1. We do not support sharing MSI messages since there is no appropriate
interrupt handling for it. I am not sure if any hardware supports it at
all. This assumption is just for clarity here.

2. We can not just read out MMC value and try to write it to MME, because
we are not sure the hardware honours the specification.  I.e. in case of 6
ports and MMC value of 16 the value of 8 in MME could enable multiple MSIs
while the value of 16 could enforce MRSM. Contradicts to the AHCI
specification, but look how weird ICH is [4].

3. Enabling more MSIs than needed (MME == MMC instead of MME < MMC) could
lead to unnecessary allocation of internal device resources. Bit lame, but
still true.

4. We can not derive the value of MME needed from the number of ports, at
least in case of ICH. I.e. with 6 ports and MMC value of 16 the value of 8
in MME is what would be expected according to the AHCI specification. But
the ICH reserves it and MRSMs in case 8 is written to MME.

So to cover all the above assumptions we need to scan from lowest possible
and watch the MRSM bit is unset.

> Thanks.
> 
> -- 
> tejun
Tejun Heo - Sept. 4, 2013, 6:06 p.m.
Hello,

On Wed, Sep 04, 2013 at 06:14:43PM +0200, Alexander Gordeev wrote:
> 1. We do not support sharing MSI messages since there is no appropriate
> interrupt handling for it. I am not sure if any hardware supports it at
> all. This assumption is just for clarity here.

I don't think it even matters.  If we can configure all MSIs, good.

§

**What to do**.
Rewrite the MSI discussion between "So to cover" and "2013, 6:06 p.m.", inclusive, swapping "MRSM bit" for "MRSM flag".

§

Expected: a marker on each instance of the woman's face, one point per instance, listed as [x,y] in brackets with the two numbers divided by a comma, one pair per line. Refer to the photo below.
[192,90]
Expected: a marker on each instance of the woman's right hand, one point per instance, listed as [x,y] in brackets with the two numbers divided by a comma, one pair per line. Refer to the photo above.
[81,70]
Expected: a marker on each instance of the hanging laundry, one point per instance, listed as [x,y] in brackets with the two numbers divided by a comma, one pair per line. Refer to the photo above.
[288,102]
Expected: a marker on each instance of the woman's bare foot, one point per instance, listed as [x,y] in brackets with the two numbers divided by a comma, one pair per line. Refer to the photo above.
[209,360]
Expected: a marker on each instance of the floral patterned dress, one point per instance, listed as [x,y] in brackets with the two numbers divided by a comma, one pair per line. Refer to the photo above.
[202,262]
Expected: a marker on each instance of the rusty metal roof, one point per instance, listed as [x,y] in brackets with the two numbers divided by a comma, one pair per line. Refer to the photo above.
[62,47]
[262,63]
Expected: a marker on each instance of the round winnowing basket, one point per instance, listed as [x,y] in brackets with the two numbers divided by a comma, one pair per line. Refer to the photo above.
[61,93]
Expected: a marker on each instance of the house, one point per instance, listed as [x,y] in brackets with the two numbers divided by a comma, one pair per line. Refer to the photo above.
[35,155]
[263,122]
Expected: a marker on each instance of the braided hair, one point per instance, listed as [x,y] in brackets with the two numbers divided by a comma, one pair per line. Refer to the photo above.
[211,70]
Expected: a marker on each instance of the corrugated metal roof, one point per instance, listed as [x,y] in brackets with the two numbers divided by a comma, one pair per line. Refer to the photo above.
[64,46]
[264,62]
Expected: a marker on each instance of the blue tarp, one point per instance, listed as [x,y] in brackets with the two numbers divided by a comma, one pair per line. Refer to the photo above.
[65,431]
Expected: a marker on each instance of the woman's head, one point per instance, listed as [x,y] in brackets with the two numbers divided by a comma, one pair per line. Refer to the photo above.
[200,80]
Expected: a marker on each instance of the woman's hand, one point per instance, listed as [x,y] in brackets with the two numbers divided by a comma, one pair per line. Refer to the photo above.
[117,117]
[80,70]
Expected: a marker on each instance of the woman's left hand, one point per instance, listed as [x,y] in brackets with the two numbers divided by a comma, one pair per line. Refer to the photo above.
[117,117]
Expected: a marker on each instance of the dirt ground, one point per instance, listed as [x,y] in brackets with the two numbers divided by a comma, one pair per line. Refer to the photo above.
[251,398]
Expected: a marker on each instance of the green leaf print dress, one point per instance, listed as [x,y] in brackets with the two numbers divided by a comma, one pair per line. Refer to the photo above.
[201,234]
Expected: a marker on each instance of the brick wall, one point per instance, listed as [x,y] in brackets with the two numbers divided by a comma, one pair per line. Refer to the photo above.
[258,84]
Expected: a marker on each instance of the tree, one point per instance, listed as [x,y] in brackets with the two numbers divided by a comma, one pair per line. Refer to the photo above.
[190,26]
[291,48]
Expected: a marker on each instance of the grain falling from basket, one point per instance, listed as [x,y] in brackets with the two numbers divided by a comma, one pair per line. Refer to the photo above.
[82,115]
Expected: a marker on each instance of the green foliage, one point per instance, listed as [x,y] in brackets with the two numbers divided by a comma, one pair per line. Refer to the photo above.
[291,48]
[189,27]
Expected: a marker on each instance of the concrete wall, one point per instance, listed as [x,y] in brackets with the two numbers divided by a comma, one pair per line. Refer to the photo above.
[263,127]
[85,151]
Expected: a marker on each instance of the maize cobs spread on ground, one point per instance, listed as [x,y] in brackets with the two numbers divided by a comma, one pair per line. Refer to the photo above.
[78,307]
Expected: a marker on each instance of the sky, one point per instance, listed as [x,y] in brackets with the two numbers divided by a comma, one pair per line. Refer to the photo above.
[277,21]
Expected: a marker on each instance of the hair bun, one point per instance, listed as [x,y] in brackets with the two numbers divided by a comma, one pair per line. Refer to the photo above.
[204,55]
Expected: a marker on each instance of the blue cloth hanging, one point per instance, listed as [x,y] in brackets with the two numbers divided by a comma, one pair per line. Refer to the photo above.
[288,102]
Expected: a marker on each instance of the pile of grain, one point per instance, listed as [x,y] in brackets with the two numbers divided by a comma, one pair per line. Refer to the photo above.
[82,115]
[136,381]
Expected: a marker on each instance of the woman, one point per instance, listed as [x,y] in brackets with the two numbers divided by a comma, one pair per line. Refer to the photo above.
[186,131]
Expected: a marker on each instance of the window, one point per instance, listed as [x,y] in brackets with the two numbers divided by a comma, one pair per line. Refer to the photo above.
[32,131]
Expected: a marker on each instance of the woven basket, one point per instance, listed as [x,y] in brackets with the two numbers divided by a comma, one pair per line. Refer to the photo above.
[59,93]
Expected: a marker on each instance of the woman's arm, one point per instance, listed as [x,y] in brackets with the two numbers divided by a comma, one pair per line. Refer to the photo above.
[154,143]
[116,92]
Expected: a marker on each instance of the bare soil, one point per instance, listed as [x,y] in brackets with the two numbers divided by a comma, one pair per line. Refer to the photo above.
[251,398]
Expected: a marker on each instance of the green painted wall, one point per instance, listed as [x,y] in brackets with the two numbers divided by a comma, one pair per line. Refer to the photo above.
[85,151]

§

**Response to this task**.
So to cover all the above assumptions we need to scan from lowest possible
and watch the MRSM flag is unset.

> Thanks.
> 
> -- 
> tejun
Tejun Heo - Sept. 4, 2013, 6:06 p.m.